## DATA FOR THE TASK

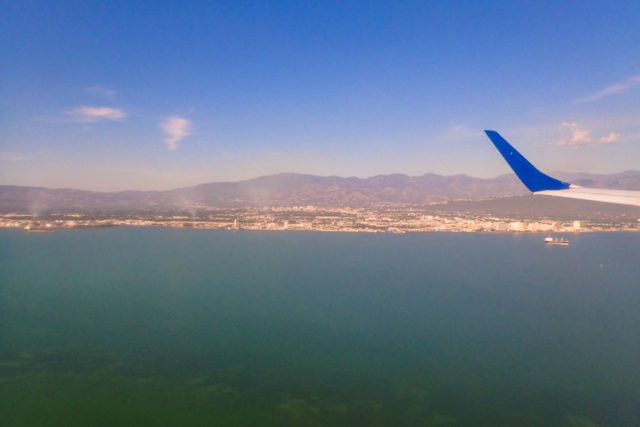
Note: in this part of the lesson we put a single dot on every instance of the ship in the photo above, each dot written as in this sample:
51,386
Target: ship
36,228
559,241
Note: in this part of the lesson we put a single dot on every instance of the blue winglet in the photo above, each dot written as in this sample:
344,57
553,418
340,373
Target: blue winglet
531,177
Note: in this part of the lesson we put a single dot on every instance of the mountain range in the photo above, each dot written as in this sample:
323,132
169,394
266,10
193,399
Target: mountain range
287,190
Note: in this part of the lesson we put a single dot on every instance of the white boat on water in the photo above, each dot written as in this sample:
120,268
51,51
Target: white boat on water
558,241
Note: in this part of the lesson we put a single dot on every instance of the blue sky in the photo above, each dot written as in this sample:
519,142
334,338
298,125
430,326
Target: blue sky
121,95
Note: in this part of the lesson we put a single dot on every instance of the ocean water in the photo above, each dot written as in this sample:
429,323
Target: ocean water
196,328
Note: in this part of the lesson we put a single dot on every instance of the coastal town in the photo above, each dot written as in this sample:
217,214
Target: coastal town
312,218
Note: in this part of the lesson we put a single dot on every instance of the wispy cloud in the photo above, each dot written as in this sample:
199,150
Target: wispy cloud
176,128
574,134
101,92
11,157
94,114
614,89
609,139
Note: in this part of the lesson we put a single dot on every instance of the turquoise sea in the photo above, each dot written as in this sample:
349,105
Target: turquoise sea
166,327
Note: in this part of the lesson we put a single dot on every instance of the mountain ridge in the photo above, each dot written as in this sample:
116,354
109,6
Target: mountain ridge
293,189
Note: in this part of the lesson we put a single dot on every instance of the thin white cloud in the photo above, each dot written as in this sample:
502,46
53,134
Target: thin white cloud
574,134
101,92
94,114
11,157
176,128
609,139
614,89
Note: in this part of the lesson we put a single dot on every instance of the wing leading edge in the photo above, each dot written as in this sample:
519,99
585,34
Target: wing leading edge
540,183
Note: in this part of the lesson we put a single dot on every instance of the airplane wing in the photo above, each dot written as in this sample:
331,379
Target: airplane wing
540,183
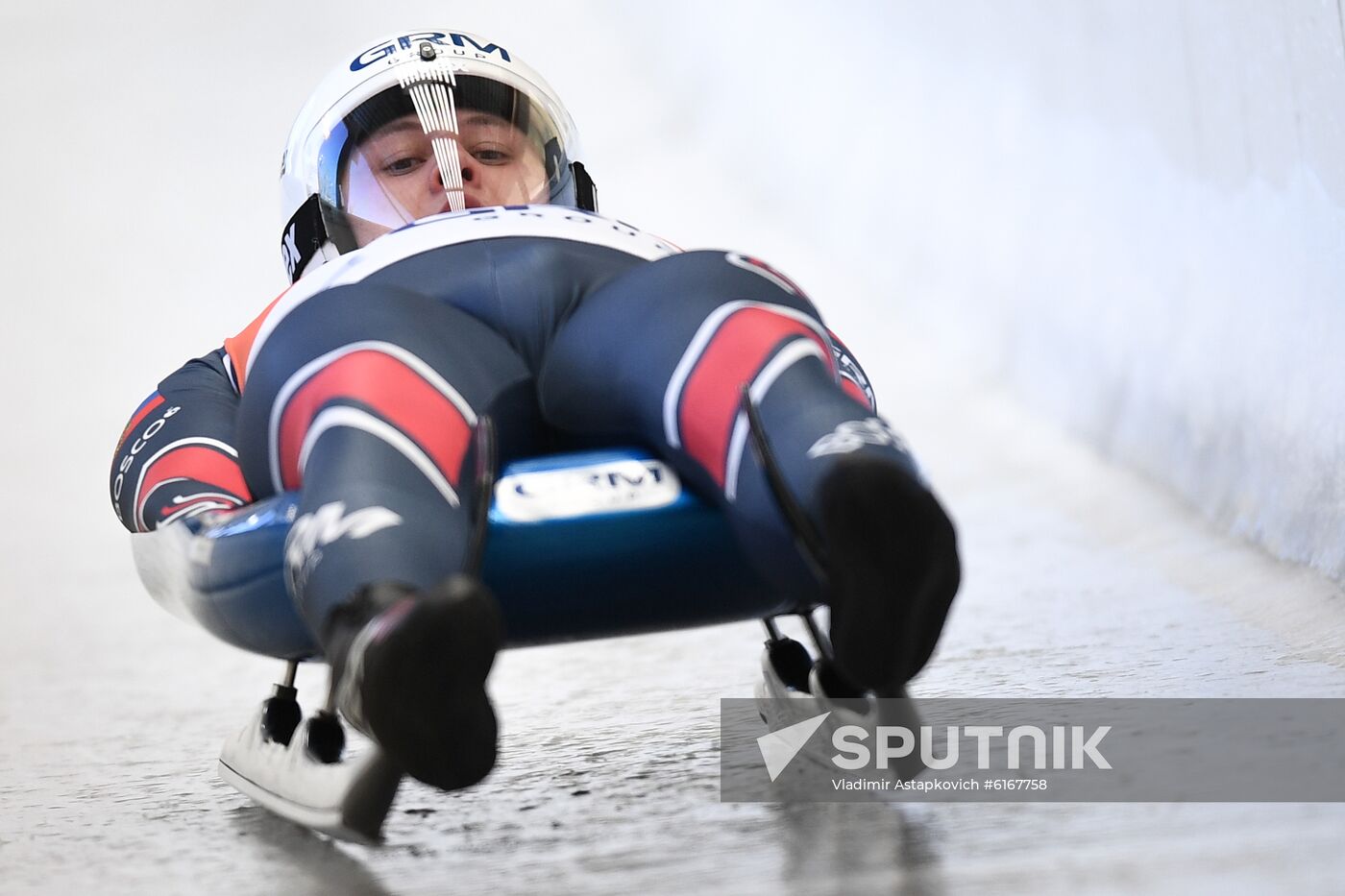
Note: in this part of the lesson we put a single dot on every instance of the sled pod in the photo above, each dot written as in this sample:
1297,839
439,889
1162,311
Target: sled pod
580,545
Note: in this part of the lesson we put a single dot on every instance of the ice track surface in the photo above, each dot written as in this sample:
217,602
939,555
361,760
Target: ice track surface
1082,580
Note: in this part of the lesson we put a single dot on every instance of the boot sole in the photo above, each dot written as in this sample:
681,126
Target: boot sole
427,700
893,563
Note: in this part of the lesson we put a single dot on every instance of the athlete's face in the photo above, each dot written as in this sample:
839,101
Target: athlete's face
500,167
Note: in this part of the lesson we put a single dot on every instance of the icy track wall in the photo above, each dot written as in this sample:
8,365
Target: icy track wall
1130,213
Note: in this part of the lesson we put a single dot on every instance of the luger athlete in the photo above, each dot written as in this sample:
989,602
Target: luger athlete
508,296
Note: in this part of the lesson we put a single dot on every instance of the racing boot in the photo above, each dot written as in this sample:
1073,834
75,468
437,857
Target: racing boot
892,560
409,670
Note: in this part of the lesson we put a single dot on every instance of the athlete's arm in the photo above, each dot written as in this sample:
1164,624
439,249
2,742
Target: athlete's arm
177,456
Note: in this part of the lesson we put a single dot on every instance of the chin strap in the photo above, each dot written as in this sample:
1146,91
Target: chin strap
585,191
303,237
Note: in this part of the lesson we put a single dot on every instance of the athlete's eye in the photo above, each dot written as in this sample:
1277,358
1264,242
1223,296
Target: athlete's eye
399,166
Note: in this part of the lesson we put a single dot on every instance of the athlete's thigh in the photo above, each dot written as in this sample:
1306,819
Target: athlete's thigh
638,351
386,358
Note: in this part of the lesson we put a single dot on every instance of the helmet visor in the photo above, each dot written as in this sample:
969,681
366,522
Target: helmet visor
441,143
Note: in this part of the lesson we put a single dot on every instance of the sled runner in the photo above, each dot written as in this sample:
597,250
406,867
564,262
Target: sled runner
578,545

## WORK REQUIRED
Return the material above in exact form. Pictures stay out.

## TASK SOLUTION
Note: in this part of the lesson we put a single dot on every instance of the ship in the photo above, each dot written as in this sample:
51,386
Target: ship
36,228
559,241
Note: in this part of the lesson we put a single dot on every instance of the blue winglet in the photo above, each dot written as in this sample:
344,57
553,418
340,373
Target: blue winglet
531,177
Note: in this part of the lesson we put a single dot on every instance of the mountain range in the photo above, each dot written as in this sample:
323,132
169,394
266,10
193,399
Target: mountain range
287,190
Note: in this part of the lesson we put a single dot on every instance of the white boat on water in the photo above, each dot written as in this sample:
120,268
51,51
Target: white boat on water
558,241
Note: in this part of the lesson we put a single dot on every instance of the blue sky in the photo above, each dot written as in this sample:
519,142
334,338
298,125
430,326
Target: blue sky
121,95
Note: in this part of the lesson we put a single dot on every instance of the ocean water in the photo above, each dot written as in this sample:
429,323
Target: ocean water
196,328
Note: in this part of the lesson we put a single dot on every instance of the coastal town in the photo above, each dot written as in this sample:
217,214
Target: coastal town
312,218
Note: in this part of the lesson we put a single dot on every instance of the wispy cloud in the photo above, each dot written as in this sample:
199,150
Target: wispy cloud
176,128
574,134
101,92
11,157
94,114
614,89
609,139
Note: in this part of the lesson we put a single dot on every instance of the turquoise sea in the photo above, each dot written as in this sample:
349,105
Target: turquoise sea
166,327
Note: in this part of the lesson we put a single dot on every instance of the mountain ridge in the photo above, each dot written as in this sample:
116,354
109,6
Target: mountain ridge
293,189
Note: in this part of the lesson we put a single dot on every instance of the thin white cloud in the photo above, each dot written as in this sample:
502,46
53,134
Target: thin white cloud
574,134
101,92
94,114
11,157
176,128
609,139
614,89
Note: in this part of the lesson we put a single dot on every instance of the wing leading edge in the photo above, each dot written as in this sample:
519,99
585,34
Target: wing leading edge
540,183
Note: in this part of the lesson we put a single dot on every instance of the airplane wing in the photo above, each dot written as in this sample:
331,379
Target: airplane wing
540,183
Note: in this part of the lesson we put a single dot on every instance of the sled pod in the photo above, each dot written as in this sample:
1297,839
439,889
1162,311
Target: sled pod
580,545
Note: in this part of the lesson we put a single dot on every instance of the ice track surface in the photo above, each dot written as in this sample:
217,602
939,555
361,760
Target: ice track surface
1082,580
Note: in this part of the lesson we put a single dot on every instance of the boot sole in the photo above, each dot written as in this sample:
681,126
Target: boot sole
427,700
893,563
Note: in this part of the lesson we put a single dot on every instance of the athlete's face in the photo above, each dot written as in this sample:
839,101
Target: athlete's face
500,167
Note: in this part of the lesson we put a single dot on every instance of the icy track wall in the photo above, each dot written as in this sample:
8,365
Target: icy track wall
1130,213
Note: in this part of the lesson we put a single dot on every instance of the luger athlete in the photo above, each dot written as in this sample:
989,602
Target: luger athlete
508,296
Note: in this part of the lesson we put a single dot on every instance of the racing boot in the photo above, each dot written as in this sample:
1073,834
75,468
437,857
Target: racing boot
892,560
409,670
Note: in this part of the lesson we put a single dot on every instance of the athlete's arm in the photo above, each dot written as in this sample:
1164,624
439,249
2,742
Target: athlete's arm
177,456
Note: in this part of the lesson we put a single dot on every instance of the chin strap in the photo above, each dot written as in this sample:
1146,91
Target: chin strap
585,191
303,237
Note: in this part of the lesson we put a single dot on every instance of the athlete's eye in the photo above, each dot written as in this sample:
1277,358
1264,242
1223,296
Target: athlete's eye
399,166
Note: in this part of the lesson we put a single dot on every instance of the athlete's thigh in the photo above, each dot written as in this sample:
1306,819
Target: athlete's thigh
638,351
386,358
Note: in this part of the lesson we put a single dot on every instance of the helmet visor in the photo above, each dot written as in this sample:
969,681
366,522
Target: helmet visor
441,143
Note: in this part of the lesson we put a single dot on every instance of the sled runner in the photo above, each dot written as in this sample:
597,250
406,867
564,262
Target: sled runner
578,545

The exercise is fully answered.